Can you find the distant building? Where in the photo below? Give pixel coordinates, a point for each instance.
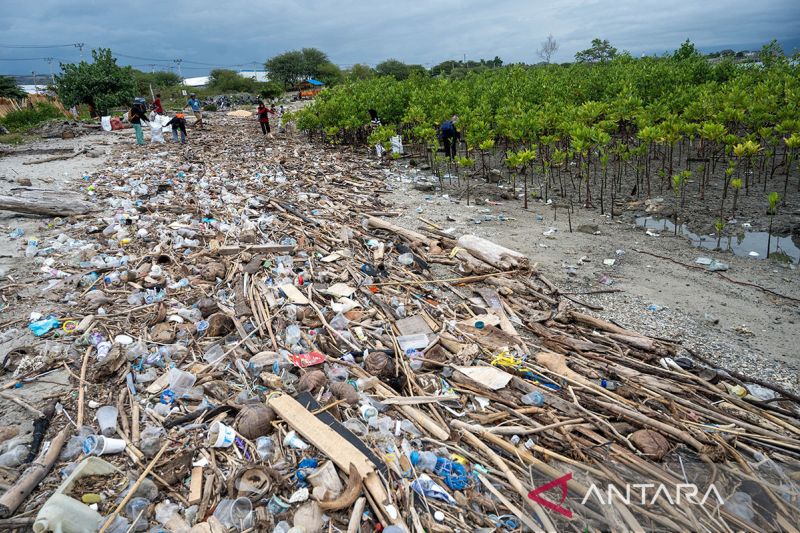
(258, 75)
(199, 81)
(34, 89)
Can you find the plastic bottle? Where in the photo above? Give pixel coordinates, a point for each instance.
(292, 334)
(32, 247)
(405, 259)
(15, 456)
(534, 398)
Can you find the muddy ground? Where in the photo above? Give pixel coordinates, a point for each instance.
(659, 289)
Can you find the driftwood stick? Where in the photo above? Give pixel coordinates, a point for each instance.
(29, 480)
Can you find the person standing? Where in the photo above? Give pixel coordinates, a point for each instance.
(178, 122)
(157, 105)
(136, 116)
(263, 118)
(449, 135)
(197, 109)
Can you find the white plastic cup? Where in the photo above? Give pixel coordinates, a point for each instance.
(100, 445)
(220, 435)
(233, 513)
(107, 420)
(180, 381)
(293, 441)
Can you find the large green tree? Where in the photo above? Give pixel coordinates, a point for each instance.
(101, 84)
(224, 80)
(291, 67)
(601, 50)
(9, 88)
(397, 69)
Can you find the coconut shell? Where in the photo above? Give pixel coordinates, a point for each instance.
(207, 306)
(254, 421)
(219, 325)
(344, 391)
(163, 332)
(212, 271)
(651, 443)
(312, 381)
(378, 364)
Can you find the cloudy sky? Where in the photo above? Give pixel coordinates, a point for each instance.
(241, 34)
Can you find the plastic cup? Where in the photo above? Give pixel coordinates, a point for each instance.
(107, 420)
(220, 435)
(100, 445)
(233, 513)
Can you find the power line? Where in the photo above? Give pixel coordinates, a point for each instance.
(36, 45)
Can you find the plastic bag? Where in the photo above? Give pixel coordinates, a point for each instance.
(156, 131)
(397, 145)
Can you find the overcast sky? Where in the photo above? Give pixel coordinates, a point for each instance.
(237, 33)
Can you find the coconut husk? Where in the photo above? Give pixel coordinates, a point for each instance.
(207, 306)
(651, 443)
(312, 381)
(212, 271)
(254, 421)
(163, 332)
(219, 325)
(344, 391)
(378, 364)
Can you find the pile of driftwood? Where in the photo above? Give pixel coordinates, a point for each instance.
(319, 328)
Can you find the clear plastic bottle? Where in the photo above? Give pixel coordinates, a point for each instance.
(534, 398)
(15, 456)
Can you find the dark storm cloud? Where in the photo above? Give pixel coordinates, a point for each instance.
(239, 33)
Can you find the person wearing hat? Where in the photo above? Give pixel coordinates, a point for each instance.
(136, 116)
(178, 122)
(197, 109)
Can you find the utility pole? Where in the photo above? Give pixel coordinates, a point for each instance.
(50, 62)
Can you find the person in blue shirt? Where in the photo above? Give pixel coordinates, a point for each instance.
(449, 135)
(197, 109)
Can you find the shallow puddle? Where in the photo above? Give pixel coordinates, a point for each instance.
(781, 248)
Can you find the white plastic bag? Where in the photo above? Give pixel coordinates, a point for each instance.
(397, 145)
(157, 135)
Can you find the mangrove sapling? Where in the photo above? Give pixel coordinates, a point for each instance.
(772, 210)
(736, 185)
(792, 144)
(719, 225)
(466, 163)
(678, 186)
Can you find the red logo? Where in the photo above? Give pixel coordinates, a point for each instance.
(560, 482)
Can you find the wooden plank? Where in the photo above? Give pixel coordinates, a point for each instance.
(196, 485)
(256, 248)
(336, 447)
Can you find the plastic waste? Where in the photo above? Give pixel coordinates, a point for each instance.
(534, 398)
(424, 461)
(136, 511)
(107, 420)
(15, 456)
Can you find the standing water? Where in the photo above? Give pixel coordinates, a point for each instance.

----------

Problem statement:
Output all of the records exactly as they appear above, but not the pictures.

Task output:
Can you find the distant building? Where in the photo below? Give pixel coordinates, a point for each instance.
(258, 75)
(199, 81)
(34, 89)
Can you find the plastic bottle? Where in the photo above? Give pixel coordinates, a point for each instance.
(292, 334)
(32, 247)
(405, 259)
(15, 456)
(534, 398)
Can you find the muddy ground? Where in the photo above? Give pixel coordinates, a point for each instance.
(659, 289)
Can you find the driftwood stick? Where in the photo above? Give pixel coordinates, a point for each instance.
(29, 480)
Can you find the person standing? Where in the photo above? Give pixel coordinates, a point for each instance.
(178, 122)
(157, 105)
(136, 116)
(263, 118)
(449, 135)
(197, 109)
Can you find the white plastic cup? Where in the photo above? Give pixel coordinates, a point for each instance.
(100, 445)
(220, 435)
(233, 513)
(107, 420)
(180, 381)
(293, 441)
Can you find the large green tree? Where in the photo above? Give pixel coordinates, a point for each instance.
(101, 84)
(224, 80)
(291, 67)
(601, 50)
(9, 88)
(397, 69)
Can you find the coconut shell? Where in the photo above? Give pixel coordinates, a point for each instance.
(207, 306)
(254, 421)
(219, 325)
(344, 391)
(163, 332)
(212, 271)
(651, 443)
(312, 381)
(378, 364)
Can you find the cloudy sky? Where in the photo above? Give pixel coordinates, a point for each instance.
(241, 34)
Can you find the plastic cup? Where in the photo above? Give pixel coordinates, a point for each instance.
(107, 420)
(220, 435)
(100, 445)
(233, 513)
Can you find the power line? Where in the photo above? Give pixel coordinates, a point for each instance.
(36, 45)
Can you find the plastic bag? Where in the photo above? Give pixel coordinates, a point for each instance.
(156, 131)
(397, 145)
Can you find the overcast sky? Where in the photo above? Give pixel coordinates, a point for each instance.
(237, 33)
Can you find the coconut husk? Where in the photo above? Give pixel coordinates, a point for each instance.
(207, 306)
(651, 443)
(312, 381)
(212, 271)
(254, 421)
(163, 332)
(219, 325)
(344, 391)
(378, 364)
Can you find the pile of driftwood? Where in the photo above? Give pixel coordinates, a point for each instance.
(319, 328)
Can you find the clear plastic bottle? Where in the photo above? Give pixel coordinates, a point for each instance.
(534, 398)
(15, 456)
Can you find the dark storm cloud? Where in the photo above? Give pixel coordinates, a point for each instance.
(239, 33)
Can you find the person wearing hat? Where in the photo above? Give pixel coordinates, a point for each instance.
(136, 116)
(178, 122)
(197, 109)
Can you find the utility pole? Where in the photo above? Give pixel coordinates, a point for each instance.
(50, 62)
Can you find the person in blue shirt? Where in the photo above? Give pixel coordinates, a point for each instance.
(449, 135)
(197, 109)
Can you find the shallow puddle? Where in the photo above? Give pixel coordinates, a point for each instance.
(781, 248)
Can you find the white plastic bag? Where in the photo above? Give pixel coordinates, a point for each instance.
(397, 145)
(157, 135)
Can you find the mangrove sapling? Where in the photo above? Give pixel coordinates, a point for each instance.
(772, 210)
(736, 185)
(792, 144)
(719, 225)
(466, 163)
(678, 186)
Can you find the red logo? Where in the photo above? Give pixel coordinates, a point for each instance.
(560, 482)
Can you find the wooden plank? Where in the photo above? Give pixel coordinates, a point for each instance.
(196, 485)
(256, 248)
(336, 447)
Can you find the plastic waste? Where in the photo above? Give pixel coordinates, a point for each instance.
(534, 398)
(424, 461)
(136, 511)
(107, 420)
(15, 456)
Can you find the standing water? Where in the photo above? Give pixel coordinates, a point for each instance.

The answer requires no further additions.